**The task**
Among the entries below, find the lines with the word "written" and return them.

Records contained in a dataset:
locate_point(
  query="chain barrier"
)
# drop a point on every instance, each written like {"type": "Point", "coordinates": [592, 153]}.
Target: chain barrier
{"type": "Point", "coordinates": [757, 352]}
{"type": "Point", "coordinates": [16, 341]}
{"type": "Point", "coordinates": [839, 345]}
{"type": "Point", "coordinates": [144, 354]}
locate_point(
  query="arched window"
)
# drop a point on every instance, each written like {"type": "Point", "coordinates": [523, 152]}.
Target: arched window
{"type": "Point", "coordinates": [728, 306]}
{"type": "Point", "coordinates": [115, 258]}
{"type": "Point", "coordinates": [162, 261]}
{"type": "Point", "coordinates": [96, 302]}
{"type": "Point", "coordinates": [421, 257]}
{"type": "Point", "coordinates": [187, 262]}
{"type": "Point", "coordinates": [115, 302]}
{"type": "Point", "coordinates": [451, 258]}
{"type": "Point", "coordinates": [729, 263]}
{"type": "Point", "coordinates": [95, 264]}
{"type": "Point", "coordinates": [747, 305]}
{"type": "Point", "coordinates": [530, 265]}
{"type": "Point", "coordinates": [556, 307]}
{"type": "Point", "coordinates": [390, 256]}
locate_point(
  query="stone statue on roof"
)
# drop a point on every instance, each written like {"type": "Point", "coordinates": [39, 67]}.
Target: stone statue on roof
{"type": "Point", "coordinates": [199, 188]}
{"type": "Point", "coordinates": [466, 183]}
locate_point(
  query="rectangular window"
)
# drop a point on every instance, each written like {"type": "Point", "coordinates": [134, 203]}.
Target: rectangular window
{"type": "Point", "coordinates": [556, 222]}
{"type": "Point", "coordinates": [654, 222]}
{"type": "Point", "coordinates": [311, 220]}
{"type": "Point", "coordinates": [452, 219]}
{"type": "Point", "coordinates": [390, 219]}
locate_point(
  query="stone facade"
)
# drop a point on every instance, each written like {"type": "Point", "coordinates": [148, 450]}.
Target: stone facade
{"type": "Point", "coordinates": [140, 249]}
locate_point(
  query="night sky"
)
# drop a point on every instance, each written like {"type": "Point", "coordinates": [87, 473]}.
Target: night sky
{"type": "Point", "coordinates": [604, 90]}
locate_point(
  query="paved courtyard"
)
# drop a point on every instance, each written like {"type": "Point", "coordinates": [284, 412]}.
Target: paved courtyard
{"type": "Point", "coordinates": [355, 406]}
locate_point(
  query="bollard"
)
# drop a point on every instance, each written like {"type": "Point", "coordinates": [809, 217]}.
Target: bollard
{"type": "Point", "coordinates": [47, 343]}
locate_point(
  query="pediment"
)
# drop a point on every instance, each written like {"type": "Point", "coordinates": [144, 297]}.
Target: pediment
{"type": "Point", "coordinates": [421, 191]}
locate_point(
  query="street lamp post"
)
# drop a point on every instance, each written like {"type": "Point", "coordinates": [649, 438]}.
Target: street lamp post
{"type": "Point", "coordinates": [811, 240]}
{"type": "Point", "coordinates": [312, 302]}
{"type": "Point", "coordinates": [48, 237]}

**Task output**
# drop a point on every instance, each written like {"type": "Point", "coordinates": [592, 153]}.
# drop a point on every instance, each written like {"type": "Point", "coordinates": [523, 152]}.
# drop a point on every instance, each written like {"type": "Point", "coordinates": [39, 67]}.
# drop a point on every instance, each written like {"type": "Point", "coordinates": [134, 203]}.
# drop a point on every instance, each written like {"type": "Point", "coordinates": [148, 450]}.
# drop a point on every instance, each written like {"type": "Point", "coordinates": [87, 473]}.
# drop a point on every instance, each written like {"type": "Point", "coordinates": [284, 412]}.
# drop a point on every instance, each written like {"type": "Point", "coordinates": [809, 217]}.
# drop a point on every instance, each written like {"type": "Point", "coordinates": [144, 297]}.
# drop a point on every instance, each written like {"type": "Point", "coordinates": [649, 438]}.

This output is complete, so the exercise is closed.